● **EXERCISE INSTRUCTIONS**: Beneath this line are the data; copy exactly the part of them that opens with the line containing "box: [278, 93, 351, 109]" and closes with the line containing "95H353L284 106L288 112L299", and only that part.

(Stored data entries)
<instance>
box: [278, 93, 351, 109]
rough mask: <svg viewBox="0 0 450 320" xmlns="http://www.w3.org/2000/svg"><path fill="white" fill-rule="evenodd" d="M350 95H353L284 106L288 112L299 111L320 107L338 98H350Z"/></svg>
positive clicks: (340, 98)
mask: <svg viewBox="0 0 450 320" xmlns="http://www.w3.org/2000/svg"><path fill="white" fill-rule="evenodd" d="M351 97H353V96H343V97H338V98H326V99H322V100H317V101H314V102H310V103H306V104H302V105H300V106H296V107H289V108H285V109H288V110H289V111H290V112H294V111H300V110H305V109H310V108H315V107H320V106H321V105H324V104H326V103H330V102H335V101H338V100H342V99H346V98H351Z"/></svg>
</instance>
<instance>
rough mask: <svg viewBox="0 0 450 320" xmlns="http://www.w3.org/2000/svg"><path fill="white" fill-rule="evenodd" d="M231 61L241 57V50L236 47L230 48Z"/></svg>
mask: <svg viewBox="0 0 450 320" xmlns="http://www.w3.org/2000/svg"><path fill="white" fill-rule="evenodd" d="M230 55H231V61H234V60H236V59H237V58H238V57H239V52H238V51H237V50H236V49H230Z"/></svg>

● **TASK OUTPUT**:
box: [278, 93, 351, 109]
rough mask: <svg viewBox="0 0 450 320" xmlns="http://www.w3.org/2000/svg"><path fill="white" fill-rule="evenodd" d="M350 95H353L284 106L288 112L299 111L320 107L338 98H350Z"/></svg>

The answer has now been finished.